### DATA LISTING
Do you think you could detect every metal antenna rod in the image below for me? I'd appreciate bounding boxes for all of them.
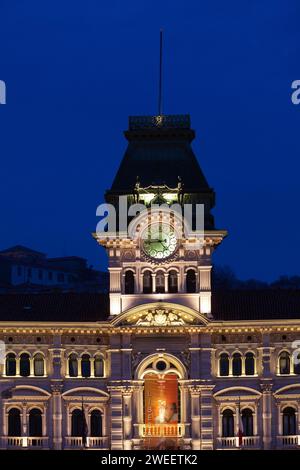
[158,29,163,116]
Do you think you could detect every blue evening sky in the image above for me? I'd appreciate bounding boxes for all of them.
[0,0,299,280]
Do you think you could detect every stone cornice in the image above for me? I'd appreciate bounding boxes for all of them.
[0,322,300,335]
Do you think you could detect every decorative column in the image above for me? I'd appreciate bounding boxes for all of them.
[199,266,211,291]
[1,400,6,449]
[140,273,144,294]
[132,381,144,441]
[90,357,95,378]
[77,357,82,377]
[29,357,34,377]
[164,273,169,293]
[199,292,211,317]
[41,403,46,437]
[22,403,27,439]
[16,356,20,376]
[151,274,156,293]
[107,385,124,450]
[189,386,201,450]
[199,385,215,450]
[109,267,122,315]
[216,403,222,440]
[179,381,191,446]
[51,384,63,450]
[260,383,273,449]
[179,266,185,293]
[274,399,282,449]
[123,387,134,450]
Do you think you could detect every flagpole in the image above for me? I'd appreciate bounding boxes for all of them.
[158,29,163,116]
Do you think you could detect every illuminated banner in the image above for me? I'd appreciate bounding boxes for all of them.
[144,373,178,425]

### EXERCISE DIRECTIONS
The required output is every line from the one that holds "Do you think you could detect every decorative" through the last line of the listing above, retyped exactly and with nothing else.

### WRITTEN ANSWER
Do you think you could detect every decorative column in the image above for me? I'd appreciate bounding boxes for all of them.
[199,266,211,291]
[1,400,6,449]
[140,273,144,294]
[132,381,144,441]
[90,357,95,378]
[77,357,82,377]
[29,357,34,377]
[164,273,169,293]
[199,292,211,317]
[41,403,46,437]
[22,403,27,439]
[16,356,20,376]
[151,274,156,293]
[107,385,124,450]
[189,386,201,450]
[199,385,215,450]
[109,267,122,315]
[216,403,222,440]
[179,381,191,446]
[51,384,63,450]
[260,383,273,449]
[179,266,185,293]
[274,399,282,449]
[123,387,134,450]
Do you think you could detect every flagpole in the image above for me? I'd appreciate bounding boxes for all of them.
[158,29,163,116]
Do you think you could detect every illuminated banner in the image above for me? I'd appreciate bounding boxes for all of them.
[144,373,178,425]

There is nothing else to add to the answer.